(Exercise material begins)
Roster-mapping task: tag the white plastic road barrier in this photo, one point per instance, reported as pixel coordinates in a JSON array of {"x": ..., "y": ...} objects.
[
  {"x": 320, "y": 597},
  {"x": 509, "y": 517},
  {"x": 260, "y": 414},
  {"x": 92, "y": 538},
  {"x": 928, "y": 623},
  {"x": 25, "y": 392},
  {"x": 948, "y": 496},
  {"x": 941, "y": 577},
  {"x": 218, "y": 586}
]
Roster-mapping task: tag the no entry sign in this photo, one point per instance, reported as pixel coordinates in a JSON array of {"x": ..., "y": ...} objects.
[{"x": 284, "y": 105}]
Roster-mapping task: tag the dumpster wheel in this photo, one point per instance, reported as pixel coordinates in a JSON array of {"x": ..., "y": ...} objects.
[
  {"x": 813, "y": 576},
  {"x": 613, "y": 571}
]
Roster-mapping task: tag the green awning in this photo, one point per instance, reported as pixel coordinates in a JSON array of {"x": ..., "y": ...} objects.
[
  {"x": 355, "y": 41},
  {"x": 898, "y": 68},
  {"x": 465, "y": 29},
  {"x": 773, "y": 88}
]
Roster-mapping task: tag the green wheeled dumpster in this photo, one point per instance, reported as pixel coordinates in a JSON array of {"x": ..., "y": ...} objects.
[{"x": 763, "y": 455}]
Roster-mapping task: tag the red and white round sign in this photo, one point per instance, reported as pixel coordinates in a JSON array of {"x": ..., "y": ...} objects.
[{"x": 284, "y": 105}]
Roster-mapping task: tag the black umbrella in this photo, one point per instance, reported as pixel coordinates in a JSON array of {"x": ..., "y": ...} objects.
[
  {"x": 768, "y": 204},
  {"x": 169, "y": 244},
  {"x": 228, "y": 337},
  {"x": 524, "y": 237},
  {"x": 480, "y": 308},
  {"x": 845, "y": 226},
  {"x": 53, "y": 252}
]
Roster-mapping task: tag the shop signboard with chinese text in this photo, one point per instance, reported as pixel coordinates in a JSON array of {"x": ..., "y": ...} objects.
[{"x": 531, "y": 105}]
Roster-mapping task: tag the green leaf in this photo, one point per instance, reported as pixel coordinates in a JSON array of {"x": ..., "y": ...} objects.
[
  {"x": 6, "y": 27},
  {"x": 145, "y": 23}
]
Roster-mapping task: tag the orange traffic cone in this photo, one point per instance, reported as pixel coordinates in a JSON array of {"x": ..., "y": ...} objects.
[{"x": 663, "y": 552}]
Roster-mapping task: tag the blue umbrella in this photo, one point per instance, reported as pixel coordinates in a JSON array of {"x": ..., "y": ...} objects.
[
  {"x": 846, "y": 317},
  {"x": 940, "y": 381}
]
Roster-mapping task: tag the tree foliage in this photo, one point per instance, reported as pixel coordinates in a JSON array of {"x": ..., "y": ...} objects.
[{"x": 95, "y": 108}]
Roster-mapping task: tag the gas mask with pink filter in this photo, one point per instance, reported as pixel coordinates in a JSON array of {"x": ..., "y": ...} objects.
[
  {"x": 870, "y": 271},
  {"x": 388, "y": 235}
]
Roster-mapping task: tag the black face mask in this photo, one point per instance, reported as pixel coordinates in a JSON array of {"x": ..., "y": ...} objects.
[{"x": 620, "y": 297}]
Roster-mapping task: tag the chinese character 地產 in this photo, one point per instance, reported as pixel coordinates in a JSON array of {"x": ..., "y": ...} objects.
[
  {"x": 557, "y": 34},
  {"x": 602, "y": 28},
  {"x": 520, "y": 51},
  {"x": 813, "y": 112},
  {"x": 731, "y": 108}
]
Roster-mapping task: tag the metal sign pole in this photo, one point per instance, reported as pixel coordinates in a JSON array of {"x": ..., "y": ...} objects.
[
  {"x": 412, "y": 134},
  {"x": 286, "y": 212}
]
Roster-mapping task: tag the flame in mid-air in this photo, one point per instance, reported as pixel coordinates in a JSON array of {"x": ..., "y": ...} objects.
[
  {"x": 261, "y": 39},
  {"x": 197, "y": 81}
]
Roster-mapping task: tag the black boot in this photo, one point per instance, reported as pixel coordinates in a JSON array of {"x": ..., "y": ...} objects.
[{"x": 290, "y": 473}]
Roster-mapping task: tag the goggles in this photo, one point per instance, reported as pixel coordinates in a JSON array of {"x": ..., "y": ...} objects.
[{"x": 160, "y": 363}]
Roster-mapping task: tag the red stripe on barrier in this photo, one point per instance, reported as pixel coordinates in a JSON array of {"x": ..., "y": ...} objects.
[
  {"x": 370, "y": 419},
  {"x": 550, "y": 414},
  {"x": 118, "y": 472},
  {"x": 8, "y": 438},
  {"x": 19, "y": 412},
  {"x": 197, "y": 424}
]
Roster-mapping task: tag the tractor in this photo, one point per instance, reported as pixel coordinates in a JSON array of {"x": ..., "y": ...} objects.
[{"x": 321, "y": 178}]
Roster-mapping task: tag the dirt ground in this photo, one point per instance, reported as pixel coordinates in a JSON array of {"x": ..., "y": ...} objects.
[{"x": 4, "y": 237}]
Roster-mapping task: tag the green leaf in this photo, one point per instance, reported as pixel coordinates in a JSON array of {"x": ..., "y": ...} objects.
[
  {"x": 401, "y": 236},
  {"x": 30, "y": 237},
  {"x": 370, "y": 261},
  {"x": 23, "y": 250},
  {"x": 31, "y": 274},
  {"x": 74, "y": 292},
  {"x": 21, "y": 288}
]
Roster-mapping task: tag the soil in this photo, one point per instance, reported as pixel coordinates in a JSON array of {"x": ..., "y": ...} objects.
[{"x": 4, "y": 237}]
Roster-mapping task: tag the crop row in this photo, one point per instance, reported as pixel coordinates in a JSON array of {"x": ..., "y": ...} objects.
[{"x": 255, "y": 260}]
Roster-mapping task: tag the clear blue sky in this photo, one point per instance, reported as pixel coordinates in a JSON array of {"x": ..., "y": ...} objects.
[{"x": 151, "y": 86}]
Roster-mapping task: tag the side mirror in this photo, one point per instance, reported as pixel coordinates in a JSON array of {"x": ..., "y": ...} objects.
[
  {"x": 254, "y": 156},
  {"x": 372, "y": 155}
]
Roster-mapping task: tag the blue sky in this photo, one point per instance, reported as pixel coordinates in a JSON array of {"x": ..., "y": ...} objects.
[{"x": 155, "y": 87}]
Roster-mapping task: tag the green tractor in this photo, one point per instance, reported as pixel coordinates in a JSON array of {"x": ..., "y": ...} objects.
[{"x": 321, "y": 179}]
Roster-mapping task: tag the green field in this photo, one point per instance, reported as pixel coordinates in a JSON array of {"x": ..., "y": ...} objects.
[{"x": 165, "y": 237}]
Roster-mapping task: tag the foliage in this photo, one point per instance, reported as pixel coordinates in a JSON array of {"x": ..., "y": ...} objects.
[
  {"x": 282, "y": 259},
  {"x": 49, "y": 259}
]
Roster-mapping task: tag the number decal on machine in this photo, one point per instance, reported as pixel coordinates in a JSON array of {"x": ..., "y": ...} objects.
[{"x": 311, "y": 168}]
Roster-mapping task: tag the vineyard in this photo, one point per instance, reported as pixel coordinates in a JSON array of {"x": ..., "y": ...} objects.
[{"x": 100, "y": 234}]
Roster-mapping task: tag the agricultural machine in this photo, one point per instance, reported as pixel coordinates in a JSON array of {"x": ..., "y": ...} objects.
(Exercise material ends)
## Task item
Write down all of the listing exactly.

## Response
Roster-mapping task: tag the white plastic road barrier in this photo, one point per instance, reported as pixel coordinates in a JSON array of {"x": ..., "y": ...} objects.
[
  {"x": 320, "y": 597},
  {"x": 509, "y": 517},
  {"x": 260, "y": 414},
  {"x": 92, "y": 538},
  {"x": 928, "y": 623},
  {"x": 25, "y": 392},
  {"x": 948, "y": 496},
  {"x": 941, "y": 577},
  {"x": 218, "y": 586}
]
Roster-mapping task: tag the no entry sign in this photo, one point per instance, reported as pixel coordinates in a JSON array of {"x": ..., "y": ...} objects.
[{"x": 284, "y": 105}]
Roster-mapping task: tag the dumpster wheel in this photo, one point per instance, reported as pixel coordinates in a JSON array of {"x": ..., "y": ...} objects.
[
  {"x": 813, "y": 576},
  {"x": 613, "y": 571}
]
Roster-mapping task: tag the green awning in this photo, one point per instance, reported as pixel coordinates in a JSON array of {"x": ..., "y": ...} objects.
[
  {"x": 355, "y": 41},
  {"x": 898, "y": 68},
  {"x": 465, "y": 29},
  {"x": 773, "y": 88}
]
Roster-mapping task: tag the green wheeled dumpster in this photo, one point per instance, reported as pixel coordinates in a JSON array of {"x": ..., "y": ...} objects.
[{"x": 763, "y": 455}]
Roster-mapping task: tag the red and white round sign in this photo, one point per instance, reported as pixel coordinates in a JSON array of {"x": ..., "y": ...} objects.
[{"x": 284, "y": 105}]
Roster-mapping task: tag the black umbrella in this photo, one point per instance, reported as pixel coordinates in a JSON array of {"x": ..., "y": ...} objects.
[
  {"x": 768, "y": 204},
  {"x": 169, "y": 244},
  {"x": 228, "y": 337},
  {"x": 524, "y": 237},
  {"x": 480, "y": 308},
  {"x": 845, "y": 226},
  {"x": 53, "y": 252}
]
Roster-mapping task: tag the shop signboard with chinese text in this photo, one point per instance, reported as pixel coordinates in a JSON array of {"x": ..., "y": ...} objects.
[{"x": 531, "y": 105}]
Roster-mapping task: tag the green leaf in this photo, one point per instance, reported as pixel coordinates in a JSON array of {"x": ..., "y": ...} objects.
[
  {"x": 6, "y": 27},
  {"x": 145, "y": 23}
]
Roster-mapping task: tag the orange traffic cone in this photo, one point per instance, reported as pixel coordinates in a JSON array of {"x": ..., "y": ...} objects.
[{"x": 663, "y": 552}]
Roster-mapping task: tag the blue umbrella in this photo, one point per instance, reported as pixel coordinates in a JSON array of {"x": ..., "y": ...} objects.
[
  {"x": 846, "y": 317},
  {"x": 940, "y": 381}
]
Roster-mapping task: tag the tree foliage in this photo, one point per instance, reported as pixel coordinates in a JSON array of {"x": ..., "y": ...} objects.
[{"x": 95, "y": 108}]
Roster-mapping task: tag the gas mask with pink filter in this photo, one point per instance, reported as pixel coordinates in a JSON array of {"x": ..., "y": ...} objects.
[
  {"x": 870, "y": 271},
  {"x": 388, "y": 235}
]
Roster-mapping task: tag the black face mask in this photo, one point per instance, reported as pixel coordinates in a JSON array of {"x": ..., "y": ...} objects.
[{"x": 620, "y": 297}]
Roster-mapping task: tag the chinese character 地產 in this photo, one point per instance, reported as pixel coordinates in a JSON array of {"x": ..., "y": ...} objects.
[
  {"x": 557, "y": 34},
  {"x": 602, "y": 28},
  {"x": 520, "y": 51},
  {"x": 813, "y": 112},
  {"x": 731, "y": 108}
]
Roster-mapping task: tag the metal sign pole in this photo, one point per instance, reported as pixel coordinates in a JSON array of {"x": ..., "y": ...} objects.
[
  {"x": 412, "y": 134},
  {"x": 286, "y": 212}
]
Roster-mapping task: tag the flame in mid-air in this photo, one point per instance, reported as pixel coordinates in a JSON array of {"x": ..., "y": ...} objects.
[
  {"x": 261, "y": 39},
  {"x": 197, "y": 81}
]
Roster-mapping task: tag the black boot in this photo, one point per instance, reported as pixel coordinates in a JSON array of {"x": ..., "y": ...} objects.
[{"x": 290, "y": 473}]
Roster-mapping task: tag the goggles in this photo, one point per instance, reported as pixel coordinates in a JSON array of {"x": ..., "y": ...} objects.
[{"x": 160, "y": 363}]
Roster-mapping task: tag the red stripe on barrier in this photo, one point per instance, reported as pixel coordinates in a JSON array of {"x": ..., "y": ...} objects.
[
  {"x": 370, "y": 419},
  {"x": 550, "y": 414},
  {"x": 118, "y": 472},
  {"x": 8, "y": 438},
  {"x": 19, "y": 412},
  {"x": 197, "y": 424}
]
Roster-mapping task: tag the tractor in this photo, one point per instance, reported as pixel coordinates in a JSON array of {"x": ..., "y": ...} objects.
[{"x": 321, "y": 178}]
Roster-mapping task: tag the dirt ground in this photo, one point per instance, reported as pixel coordinates in a JSON array of {"x": ..., "y": ...} objects.
[{"x": 4, "y": 237}]
Roster-mapping task: tag the green leaf in this photo, one point per instance, reported as pixel coordinates in a JSON array of {"x": ..., "y": ...} objects.
[
  {"x": 401, "y": 236},
  {"x": 30, "y": 237},
  {"x": 370, "y": 261},
  {"x": 23, "y": 250},
  {"x": 31, "y": 274},
  {"x": 74, "y": 292},
  {"x": 21, "y": 288}
]
Roster-mapping task: tag the soil in this photo, one point per instance, reported as pixel coordinates in a JSON array of {"x": ..., "y": ...} objects.
[{"x": 4, "y": 237}]
Roster-mapping task: tag the crop row in this photo, one point per instance, reported as pixel coordinates in a JSON array of {"x": ..., "y": ...} objects.
[{"x": 255, "y": 260}]
Roster-mapping task: tag the clear blue sky in this photo, one point per instance, reported as pixel coordinates in a JSON array of {"x": ..., "y": ...} objects.
[{"x": 151, "y": 86}]
Roster-mapping task: tag the side mirror in this photo, one point per instance, reported as pixel coordinates in a JSON array of {"x": ..., "y": ...} objects.
[
  {"x": 254, "y": 156},
  {"x": 372, "y": 155}
]
Roster-mapping task: tag the blue sky in this photo, one point per instance, reported as pixel coordinates in a JSON array of {"x": ..., "y": ...} objects.
[{"x": 155, "y": 87}]
Roster-mapping task: tag the green tractor in this photo, one point per instance, reported as pixel coordinates in a JSON array of {"x": ..., "y": ...} objects.
[{"x": 321, "y": 179}]
Roster-mapping task: tag the green field in this photo, one point per instance, reported as pixel coordinates in a JSON array of {"x": ..., "y": ...} objects.
[{"x": 165, "y": 237}]
Roster-mapping task: tag the foliage in this photo, one point per instance, reported as pixel coordinates in a JSON array of {"x": ..., "y": ...} objects.
[
  {"x": 282, "y": 259},
  {"x": 49, "y": 259}
]
Roster-mapping task: tag the number decal on machine in this photo, one point per instance, reported as pixel coordinates in a JSON array of {"x": ..., "y": ...} objects.
[{"x": 311, "y": 168}]
Roster-mapping task: tag the vineyard in this photo, one point per instance, reported as pixel coordinates in a JSON array of {"x": ..., "y": ...} objects.
[{"x": 100, "y": 234}]
Roster-mapping task: tag the agricultural machine in this photo, one point per instance, reported as pixel coordinates in a JSON array of {"x": ..., "y": ...} objects.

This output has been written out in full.